• Brano:
#####
In secondo luogo, dettando particolari discipline di carattere sostitutivo con riferimento a determinate fattispecie contrattuali; si pensi, a titolo specifico, a quanto previsto con riguardo ai contratti di locazione di palestre e piscine.

Secondo quanto previsto dall’art. 3, comma 6 bis, d.l. n. 6/2020, in particolare, il rispetto delle misure di contenimento di cui al decreto in parola deve essere sempre valutato ai fini dell’esclusione – ai sensi e per gli effetti degli artt. 1218 e 1223 c.c. – della responsabilità del debitore, anche relativamente all’applicazione di eventuali decadenze o penali connesse a ritardi od omessi pagamenti.

Secondo alcuni tale disposizione risulta pleonastica, posto che al fine di escludere la responsabilità del debitore sarebbe stato sufficiente l’art. 1218 c.c., non a caso richiamato dalla predetta disposizione.

In realtà, tale norma non appare del tutto superflua: essa, infatti, opera in senso rafforzativo rispetto alle prescrizioni ordinarie di cui alle norme richiamate, imponendo che il comportamento del debitore sia sempre valutato con riferimento alla necessità di adeguarsi alle misure di contenimento, e cioè a prescindere dal fatto che ciò abbia comportato l’impossibilità sopravvenuta della prestazione dovuta o comunque il sorgere di una responsabilità risarcitoria in capo a quest’ultimo, come nell’eventualità in cui, per esempio, abbia determinato solo un ritardo nell’esecuzione ovvero influito su eventuali decadenze o prescrizioni.

Si osserva, tuttavia, che la lettera della disposizione, la quale si limita a prevedere che il rispetto delle misure di contenimento debba essere valutato ai fini del giudizio di responsabilità del debitore, non consente di sancire l’esclusione di tale responsabilità.

Ne deriva, dunque, l’eventualità che il debitore possa comunque essere ritenuto responsabile del mancato adempimento della prestazione dovuta quando, sulla base di un criterio di ordinaria diligenza, avrebbe potuto ovviare, con opportuni accorgimenti non eccessivamente onerosi, alle prescrizioni imposte per il contenimento della pandemia ed eseguire ugualmente la prestazione oggetto dell’obbligazione.

Quanto al creditore, invece, a fronte dell’inadempimento del debitore, egli potrebbe usufruire del rimedio di cui all’art. 1460 c.c., ovvero della c.d. eccezione di inadempimento, al fine di paralizzare l’esecuzione della propria prestazione ed evitare così di dover adempiere nonostante il rischio di non ricevere la controprestazione. Tale strumento di autotutela contrattuale, d’altronde, è praticabile in presenza di un inadempimento oggettivo, a prescindere cioè dall’imputabilità o comunque dalla colpa del debitore.
#####
• Sezione dati:

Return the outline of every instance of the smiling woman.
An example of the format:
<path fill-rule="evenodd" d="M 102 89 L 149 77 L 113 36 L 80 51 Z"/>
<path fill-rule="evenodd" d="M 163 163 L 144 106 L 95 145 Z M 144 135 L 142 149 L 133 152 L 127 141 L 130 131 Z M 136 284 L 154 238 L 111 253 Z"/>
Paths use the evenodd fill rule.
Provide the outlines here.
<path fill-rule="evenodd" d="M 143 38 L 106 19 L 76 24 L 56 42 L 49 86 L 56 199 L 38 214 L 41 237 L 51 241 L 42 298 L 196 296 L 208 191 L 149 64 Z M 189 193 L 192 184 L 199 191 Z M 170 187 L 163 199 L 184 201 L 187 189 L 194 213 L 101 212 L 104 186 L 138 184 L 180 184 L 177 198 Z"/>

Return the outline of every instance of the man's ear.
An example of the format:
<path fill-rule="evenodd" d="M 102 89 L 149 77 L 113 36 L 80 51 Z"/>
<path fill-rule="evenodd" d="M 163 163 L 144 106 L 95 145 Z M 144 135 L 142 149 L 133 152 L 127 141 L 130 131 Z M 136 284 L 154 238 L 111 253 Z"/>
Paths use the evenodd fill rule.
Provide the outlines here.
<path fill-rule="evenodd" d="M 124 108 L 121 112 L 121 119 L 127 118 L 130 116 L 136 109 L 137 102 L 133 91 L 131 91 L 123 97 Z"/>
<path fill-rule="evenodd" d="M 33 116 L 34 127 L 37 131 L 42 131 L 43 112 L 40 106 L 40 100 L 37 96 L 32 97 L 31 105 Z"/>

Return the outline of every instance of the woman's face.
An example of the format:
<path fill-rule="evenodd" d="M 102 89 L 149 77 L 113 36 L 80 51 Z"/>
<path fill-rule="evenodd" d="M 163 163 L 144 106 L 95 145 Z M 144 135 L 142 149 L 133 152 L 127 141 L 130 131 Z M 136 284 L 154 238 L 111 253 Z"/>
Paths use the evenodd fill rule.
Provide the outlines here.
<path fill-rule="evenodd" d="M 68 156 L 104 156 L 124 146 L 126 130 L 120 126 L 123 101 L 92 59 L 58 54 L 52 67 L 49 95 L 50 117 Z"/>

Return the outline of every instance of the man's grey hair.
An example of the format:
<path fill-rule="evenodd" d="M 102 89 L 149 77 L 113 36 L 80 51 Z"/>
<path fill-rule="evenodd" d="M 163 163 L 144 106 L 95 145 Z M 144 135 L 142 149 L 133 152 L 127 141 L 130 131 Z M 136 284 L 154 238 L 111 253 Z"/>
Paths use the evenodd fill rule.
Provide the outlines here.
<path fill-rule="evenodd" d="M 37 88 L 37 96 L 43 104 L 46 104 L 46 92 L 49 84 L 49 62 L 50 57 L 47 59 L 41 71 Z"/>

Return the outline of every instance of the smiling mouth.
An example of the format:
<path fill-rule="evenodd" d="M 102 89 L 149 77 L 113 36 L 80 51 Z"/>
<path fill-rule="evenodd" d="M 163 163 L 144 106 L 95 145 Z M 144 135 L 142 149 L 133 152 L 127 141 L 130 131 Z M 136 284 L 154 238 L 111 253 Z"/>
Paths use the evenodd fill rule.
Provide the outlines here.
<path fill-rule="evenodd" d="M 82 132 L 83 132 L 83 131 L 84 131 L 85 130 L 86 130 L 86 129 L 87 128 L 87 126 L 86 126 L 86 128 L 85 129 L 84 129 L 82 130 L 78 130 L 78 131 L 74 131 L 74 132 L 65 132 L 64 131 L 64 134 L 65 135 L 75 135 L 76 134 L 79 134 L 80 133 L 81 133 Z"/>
#####
Ricopia parola per parola la parte del brano che va da "Secondo quanto previsto" a "dalla predetta disposizione.".

• Soluzione:
Secondo quanto previsto dall’art. 3, comma 6 bis, d.l. n. 6/2020, in particolare, il rispetto delle misure di contenimento di cui al decreto in parola deve essere sempre valutato ai fini dell’esclusione – ai sensi e per gli effetti degli artt. 1218 e 1223 c.c. – della responsabilità del debitore, anche relativamente all’applicazione di eventuali decadenze o penali connesse a ritardi od omessi pagamenti.

Secondo alcuni tale disposizione risulta pleonastica, posto che al fine di escludere la responsabilità del debitore sarebbe stato sufficiente l’art. 1218 c.c., non a caso richiamato dalla predetta disposizione.